- WRITTEN REQUEST 1 -
In the white paper excerpt below on litigation and records management, reproduce the passage from "While Litigation and" up to and including "RMIG counterparts.".
- WRITTEN REQUEST 2 -
Render this sentence from the white paper excerpt on litigation and records management into Spanish: "RMIG professionals have been curating voluminous information longer than their Litigation counterparts."

*** PASSAGE TO READ

Introduction
This Valora White Paper examines the relationship between the ways
Corporate Litigation groups and Records Management & Information
Governance professionals organize, manage and control document data in
their respective domains. This White Paper is Part II of this series, and is
the companion paper to Part I: 5 Things RMIG Professionals Can Learn From
Their Litigation Counterparts.
While Litigation and Records Management & Information Governance (RMIG)
departments may have different goals, there are commonalities for how
best to manage complex and evolving document populations. RMIG
professionals have been curating voluminous information longer than their
Litigation counterparts. They have developed certain disciplines, best
practices, and lessons learned that can save Litigation “newbies”
considerable, time, pain and expense. After too many years of solving
document management and analysis problems with ever-more bodies and
expense, Corporate Litigation teams are learning to take strategic control of
their matter management. Here, then, are Valora’s Top 5 techniques for
corporate and outside counsel litigation professionals to learn from their
RMIG counterparts.
1.0 Data is Not Always a Liability. To RMIG, Data is an Asset.
Is stored information, what we at Valora call “DDC” for Data, Documents & Content, an asset or a liability? The answer depends, of course, on how well you manage and control your DDC. If you control them well, that is to say you curate1 them, then DDC are an asset. The asset view is a common refrain amongst RMIG professionals. In their “Big Data” view, DDC help identify issues and trends, revealing important business insights from otherwise un-helpful stored information.
However, it is precisely the easy ability to “mine” DDC by identifying patterns and exposing
issues that concerns litigators, compliance officers and regulators. To them, DDC are a liability.
If DDC is not well managed and curated, then they present an unknown, and thus highly
dangerous, liability.

******
*** DATA EXTRACT

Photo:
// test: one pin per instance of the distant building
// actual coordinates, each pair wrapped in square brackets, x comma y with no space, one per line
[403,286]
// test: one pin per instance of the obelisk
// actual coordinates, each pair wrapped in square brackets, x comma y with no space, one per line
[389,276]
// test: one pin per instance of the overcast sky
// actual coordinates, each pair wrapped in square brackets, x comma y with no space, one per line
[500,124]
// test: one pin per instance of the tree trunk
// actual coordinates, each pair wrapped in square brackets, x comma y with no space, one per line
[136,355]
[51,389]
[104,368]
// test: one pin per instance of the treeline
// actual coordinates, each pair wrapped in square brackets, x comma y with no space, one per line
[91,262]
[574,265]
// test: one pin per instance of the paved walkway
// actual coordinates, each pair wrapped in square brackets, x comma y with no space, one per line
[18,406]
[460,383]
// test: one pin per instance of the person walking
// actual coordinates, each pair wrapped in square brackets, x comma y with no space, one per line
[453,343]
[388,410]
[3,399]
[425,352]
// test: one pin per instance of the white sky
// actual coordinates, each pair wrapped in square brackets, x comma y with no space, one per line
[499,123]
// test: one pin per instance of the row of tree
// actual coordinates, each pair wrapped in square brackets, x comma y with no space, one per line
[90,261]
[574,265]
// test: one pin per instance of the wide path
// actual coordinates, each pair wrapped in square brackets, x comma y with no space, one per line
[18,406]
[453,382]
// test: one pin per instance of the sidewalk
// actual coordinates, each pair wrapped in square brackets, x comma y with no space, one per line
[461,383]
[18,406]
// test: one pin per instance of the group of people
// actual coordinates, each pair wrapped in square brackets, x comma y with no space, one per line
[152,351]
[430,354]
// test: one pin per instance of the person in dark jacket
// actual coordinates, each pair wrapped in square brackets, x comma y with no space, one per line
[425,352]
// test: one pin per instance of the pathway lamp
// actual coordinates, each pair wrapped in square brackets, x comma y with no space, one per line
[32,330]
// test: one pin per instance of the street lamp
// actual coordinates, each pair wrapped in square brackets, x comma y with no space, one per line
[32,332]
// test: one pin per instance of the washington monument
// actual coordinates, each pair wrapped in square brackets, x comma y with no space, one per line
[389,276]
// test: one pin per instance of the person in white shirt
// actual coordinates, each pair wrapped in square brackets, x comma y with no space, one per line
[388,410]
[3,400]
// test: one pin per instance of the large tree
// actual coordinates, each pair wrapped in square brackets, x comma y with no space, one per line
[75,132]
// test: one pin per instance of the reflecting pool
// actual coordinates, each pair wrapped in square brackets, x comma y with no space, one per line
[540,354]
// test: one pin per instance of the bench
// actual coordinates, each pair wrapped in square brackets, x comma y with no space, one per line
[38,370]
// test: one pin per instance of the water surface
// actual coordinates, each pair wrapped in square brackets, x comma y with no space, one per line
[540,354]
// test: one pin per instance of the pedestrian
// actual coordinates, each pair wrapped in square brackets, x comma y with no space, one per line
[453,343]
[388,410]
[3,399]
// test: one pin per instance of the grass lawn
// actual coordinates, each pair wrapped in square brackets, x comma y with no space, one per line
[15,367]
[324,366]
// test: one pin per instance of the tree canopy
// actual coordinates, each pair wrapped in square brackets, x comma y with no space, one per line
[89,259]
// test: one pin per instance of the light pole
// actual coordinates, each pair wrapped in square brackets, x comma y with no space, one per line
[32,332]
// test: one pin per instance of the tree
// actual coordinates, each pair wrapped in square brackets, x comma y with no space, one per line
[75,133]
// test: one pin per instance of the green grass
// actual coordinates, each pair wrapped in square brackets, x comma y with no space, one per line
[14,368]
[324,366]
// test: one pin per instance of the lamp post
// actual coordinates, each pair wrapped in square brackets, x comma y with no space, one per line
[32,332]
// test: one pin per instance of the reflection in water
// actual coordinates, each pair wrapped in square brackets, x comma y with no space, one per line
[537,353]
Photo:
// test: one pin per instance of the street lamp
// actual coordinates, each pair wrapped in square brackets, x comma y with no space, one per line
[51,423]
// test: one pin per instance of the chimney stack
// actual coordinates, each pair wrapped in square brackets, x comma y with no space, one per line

******

- COMPLETE OUTPUT 1 -
While Litigation and Records Management & Information Governance (RMIG)
departments may have different goals, there are commonalities for how
best to manage complex and evolving document populations. RMIG
professionals have been curating voluminous information longer than their
Litigation counterparts. They have developed certain disciplines, best
practices, and lessons learned that can save Litigation “newbies”
considerable, time, pain and expense. After too many years of solving
document management and analysis problems with ever-more bodies and
expense, Corporate Litigation teams are learning to take strategic control of
their matter management. Here, then, are Valora’s Top 5 techniques for
corporate and outside counsel litigation professionals to learn from their
RMIG counterparts.

- COMPLETE OUTPUT 2 -
Los profesionales de RMIG llevan más tiempo curando información voluminosa que sus homólogos de Litigios.